PROBLEM TO SOLVE: Return each line of the listing below that contains the word "ribbon".

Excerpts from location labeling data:

- - -

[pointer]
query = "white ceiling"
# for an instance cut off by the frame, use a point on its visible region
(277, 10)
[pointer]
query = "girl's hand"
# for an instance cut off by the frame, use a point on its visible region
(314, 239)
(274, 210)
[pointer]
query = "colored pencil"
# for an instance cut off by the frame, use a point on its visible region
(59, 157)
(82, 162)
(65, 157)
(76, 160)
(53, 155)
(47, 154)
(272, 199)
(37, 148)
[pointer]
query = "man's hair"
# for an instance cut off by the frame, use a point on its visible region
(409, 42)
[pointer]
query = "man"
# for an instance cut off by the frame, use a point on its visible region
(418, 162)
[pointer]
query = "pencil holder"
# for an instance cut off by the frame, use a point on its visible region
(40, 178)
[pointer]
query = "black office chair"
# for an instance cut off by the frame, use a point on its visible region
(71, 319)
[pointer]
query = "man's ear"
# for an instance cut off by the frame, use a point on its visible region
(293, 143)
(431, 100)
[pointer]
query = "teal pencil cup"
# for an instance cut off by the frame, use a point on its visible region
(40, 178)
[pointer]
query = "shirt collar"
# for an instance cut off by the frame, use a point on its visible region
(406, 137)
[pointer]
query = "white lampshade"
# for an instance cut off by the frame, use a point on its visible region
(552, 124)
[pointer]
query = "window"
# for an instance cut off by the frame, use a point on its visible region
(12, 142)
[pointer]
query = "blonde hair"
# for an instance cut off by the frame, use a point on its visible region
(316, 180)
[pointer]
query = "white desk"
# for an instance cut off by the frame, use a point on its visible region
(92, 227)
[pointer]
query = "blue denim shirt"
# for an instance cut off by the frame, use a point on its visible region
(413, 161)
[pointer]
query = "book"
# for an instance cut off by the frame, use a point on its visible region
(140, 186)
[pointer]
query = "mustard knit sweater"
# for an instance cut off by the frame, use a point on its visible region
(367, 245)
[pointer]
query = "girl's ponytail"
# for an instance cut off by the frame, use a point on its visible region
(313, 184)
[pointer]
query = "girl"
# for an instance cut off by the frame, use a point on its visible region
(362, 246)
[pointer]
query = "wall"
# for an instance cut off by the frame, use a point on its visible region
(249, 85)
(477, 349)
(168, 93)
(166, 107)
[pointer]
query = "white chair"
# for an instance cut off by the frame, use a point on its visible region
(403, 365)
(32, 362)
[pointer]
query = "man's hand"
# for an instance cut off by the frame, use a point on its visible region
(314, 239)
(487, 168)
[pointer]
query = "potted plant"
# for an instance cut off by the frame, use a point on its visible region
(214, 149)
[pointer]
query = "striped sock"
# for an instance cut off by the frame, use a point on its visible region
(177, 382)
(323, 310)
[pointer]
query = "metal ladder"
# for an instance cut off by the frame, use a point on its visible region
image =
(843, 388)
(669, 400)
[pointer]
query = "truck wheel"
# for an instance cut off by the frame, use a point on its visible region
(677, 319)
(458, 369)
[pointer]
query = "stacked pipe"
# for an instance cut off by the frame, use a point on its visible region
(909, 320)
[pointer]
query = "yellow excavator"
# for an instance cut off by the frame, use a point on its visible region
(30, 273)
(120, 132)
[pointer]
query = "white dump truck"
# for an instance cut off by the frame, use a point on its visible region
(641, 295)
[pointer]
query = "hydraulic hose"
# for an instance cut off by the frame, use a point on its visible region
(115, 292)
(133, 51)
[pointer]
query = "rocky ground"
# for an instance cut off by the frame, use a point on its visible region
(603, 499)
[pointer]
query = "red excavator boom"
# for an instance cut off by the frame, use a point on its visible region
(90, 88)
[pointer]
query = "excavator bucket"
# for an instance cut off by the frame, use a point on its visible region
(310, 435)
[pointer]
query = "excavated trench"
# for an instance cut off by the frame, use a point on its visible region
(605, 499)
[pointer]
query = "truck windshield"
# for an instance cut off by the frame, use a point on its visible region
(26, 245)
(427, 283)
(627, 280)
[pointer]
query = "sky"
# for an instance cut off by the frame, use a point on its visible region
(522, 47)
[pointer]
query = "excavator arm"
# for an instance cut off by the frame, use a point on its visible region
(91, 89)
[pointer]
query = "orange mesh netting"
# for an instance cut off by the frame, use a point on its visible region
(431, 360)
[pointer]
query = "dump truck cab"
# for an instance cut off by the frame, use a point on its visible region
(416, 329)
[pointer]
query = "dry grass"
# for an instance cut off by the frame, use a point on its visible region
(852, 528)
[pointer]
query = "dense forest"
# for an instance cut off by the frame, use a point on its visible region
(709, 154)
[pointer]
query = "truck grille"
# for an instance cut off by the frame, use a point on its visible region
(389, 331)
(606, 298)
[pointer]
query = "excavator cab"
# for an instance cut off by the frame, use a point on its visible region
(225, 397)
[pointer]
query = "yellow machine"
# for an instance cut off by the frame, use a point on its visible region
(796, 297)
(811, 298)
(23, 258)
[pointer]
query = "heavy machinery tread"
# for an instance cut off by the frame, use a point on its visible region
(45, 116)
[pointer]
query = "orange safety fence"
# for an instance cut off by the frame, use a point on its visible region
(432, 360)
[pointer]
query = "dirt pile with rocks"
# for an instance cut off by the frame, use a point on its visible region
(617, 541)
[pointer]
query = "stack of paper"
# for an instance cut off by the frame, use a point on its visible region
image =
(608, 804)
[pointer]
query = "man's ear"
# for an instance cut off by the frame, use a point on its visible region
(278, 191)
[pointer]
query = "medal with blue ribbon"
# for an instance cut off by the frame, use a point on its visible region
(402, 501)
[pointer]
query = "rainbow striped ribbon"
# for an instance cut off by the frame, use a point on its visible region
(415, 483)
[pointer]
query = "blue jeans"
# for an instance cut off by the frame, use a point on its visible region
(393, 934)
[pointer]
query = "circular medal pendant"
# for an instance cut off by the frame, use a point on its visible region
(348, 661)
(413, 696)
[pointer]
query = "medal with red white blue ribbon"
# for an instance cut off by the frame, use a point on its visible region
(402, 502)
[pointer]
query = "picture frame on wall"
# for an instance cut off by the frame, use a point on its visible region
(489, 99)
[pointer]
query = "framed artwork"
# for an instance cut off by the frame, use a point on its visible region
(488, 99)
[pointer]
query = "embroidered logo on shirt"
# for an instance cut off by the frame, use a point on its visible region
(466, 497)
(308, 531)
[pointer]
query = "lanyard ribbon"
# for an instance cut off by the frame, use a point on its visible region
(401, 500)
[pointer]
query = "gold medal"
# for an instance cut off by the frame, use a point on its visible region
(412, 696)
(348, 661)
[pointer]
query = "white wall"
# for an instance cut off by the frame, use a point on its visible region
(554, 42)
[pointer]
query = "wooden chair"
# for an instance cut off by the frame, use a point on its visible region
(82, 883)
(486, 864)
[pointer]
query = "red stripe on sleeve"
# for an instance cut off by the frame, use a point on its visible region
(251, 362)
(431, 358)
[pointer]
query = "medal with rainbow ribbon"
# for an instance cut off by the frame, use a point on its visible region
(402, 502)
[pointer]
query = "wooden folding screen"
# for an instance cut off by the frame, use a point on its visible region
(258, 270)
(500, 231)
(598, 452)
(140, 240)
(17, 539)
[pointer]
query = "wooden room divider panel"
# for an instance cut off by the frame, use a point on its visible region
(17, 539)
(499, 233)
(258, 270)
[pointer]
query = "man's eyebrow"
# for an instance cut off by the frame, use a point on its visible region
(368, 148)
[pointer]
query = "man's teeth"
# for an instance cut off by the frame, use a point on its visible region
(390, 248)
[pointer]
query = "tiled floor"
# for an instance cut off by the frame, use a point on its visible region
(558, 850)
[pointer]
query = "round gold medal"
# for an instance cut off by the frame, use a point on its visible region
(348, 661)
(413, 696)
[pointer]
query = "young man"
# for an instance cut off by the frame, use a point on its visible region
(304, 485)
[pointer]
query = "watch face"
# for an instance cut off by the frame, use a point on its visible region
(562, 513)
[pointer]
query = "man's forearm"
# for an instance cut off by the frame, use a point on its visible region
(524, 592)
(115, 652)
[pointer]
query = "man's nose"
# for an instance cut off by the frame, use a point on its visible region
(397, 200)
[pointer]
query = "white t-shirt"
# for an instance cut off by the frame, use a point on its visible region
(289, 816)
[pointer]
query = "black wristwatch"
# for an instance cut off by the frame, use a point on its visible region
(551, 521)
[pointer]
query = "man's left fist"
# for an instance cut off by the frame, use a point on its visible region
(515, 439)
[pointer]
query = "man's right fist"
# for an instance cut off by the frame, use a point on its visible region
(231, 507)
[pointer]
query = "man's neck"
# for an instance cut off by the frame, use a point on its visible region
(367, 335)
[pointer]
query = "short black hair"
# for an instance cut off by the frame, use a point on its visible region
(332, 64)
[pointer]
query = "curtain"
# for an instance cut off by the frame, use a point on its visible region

- - -

EXERCISE SOLUTION:
query = "medal with blue ribbon"
query = "rainbow striped ribbon"
query = "medal with red white blue ribbon"
query = "lanyard ribbon"
query = "medal with rainbow ribbon"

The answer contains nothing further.